The problem - Find each line in the data below that contains the word "white" and copy it out. Match upper and lower case exactly.

── Excerpted records

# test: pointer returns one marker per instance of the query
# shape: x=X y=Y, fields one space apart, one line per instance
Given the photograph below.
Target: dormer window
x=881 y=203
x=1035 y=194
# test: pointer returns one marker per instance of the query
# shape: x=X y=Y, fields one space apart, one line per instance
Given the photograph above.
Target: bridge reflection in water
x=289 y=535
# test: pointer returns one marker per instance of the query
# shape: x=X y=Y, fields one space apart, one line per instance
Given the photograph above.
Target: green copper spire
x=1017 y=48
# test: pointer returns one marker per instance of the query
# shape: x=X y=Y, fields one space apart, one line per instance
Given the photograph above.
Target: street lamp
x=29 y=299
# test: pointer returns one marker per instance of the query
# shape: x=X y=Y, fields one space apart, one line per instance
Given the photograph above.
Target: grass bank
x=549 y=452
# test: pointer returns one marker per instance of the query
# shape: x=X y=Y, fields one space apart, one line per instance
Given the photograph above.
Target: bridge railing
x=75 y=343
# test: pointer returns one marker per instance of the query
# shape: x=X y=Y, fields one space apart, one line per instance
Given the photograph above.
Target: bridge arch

────
── Excerpted records

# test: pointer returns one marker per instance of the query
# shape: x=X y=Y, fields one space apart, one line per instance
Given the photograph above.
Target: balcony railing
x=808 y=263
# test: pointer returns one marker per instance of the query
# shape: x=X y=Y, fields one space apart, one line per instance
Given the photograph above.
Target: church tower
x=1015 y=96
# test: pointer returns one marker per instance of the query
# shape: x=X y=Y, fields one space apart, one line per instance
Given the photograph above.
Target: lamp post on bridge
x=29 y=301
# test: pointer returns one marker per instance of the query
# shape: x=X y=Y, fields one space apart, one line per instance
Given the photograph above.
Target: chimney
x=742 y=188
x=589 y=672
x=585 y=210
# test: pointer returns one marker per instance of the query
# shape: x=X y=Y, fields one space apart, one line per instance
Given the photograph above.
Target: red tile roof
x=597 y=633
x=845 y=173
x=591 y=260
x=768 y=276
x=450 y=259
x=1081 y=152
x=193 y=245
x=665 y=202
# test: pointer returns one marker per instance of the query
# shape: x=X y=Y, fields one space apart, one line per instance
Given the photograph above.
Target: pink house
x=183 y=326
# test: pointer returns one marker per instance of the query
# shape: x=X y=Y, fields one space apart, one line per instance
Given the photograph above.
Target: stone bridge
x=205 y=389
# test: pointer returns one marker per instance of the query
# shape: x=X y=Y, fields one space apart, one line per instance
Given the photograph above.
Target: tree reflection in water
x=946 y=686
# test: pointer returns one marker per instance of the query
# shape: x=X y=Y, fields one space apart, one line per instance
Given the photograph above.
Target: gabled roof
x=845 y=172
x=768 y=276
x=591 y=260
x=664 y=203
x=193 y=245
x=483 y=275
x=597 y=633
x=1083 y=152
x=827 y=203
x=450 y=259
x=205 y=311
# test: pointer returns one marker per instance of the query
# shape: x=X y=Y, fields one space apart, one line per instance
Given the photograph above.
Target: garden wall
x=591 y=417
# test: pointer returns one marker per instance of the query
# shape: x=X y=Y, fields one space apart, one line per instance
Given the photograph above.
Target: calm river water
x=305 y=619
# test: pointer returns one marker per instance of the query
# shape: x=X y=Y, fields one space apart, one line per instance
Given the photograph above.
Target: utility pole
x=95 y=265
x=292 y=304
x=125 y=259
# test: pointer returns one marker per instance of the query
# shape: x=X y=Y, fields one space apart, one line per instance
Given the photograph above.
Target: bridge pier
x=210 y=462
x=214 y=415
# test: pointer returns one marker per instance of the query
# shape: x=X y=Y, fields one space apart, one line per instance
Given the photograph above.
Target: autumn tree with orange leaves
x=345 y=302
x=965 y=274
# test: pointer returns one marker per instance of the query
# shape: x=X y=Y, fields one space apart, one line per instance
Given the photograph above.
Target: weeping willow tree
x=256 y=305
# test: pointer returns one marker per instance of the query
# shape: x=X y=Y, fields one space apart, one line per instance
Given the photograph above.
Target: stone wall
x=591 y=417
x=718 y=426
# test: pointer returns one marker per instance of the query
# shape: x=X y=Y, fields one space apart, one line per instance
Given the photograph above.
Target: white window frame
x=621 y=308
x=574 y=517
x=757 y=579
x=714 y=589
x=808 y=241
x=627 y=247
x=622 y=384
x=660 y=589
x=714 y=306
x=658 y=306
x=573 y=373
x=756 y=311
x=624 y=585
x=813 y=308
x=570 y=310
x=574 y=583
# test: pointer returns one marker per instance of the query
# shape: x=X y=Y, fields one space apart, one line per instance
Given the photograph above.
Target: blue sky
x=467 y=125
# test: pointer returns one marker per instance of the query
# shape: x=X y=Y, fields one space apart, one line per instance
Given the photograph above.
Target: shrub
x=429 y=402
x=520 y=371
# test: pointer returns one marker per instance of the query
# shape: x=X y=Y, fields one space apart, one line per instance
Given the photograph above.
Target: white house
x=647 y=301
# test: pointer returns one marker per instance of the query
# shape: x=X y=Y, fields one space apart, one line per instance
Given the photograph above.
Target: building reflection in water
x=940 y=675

────

Solution for this exercise -
Target: white window frame
Target: white house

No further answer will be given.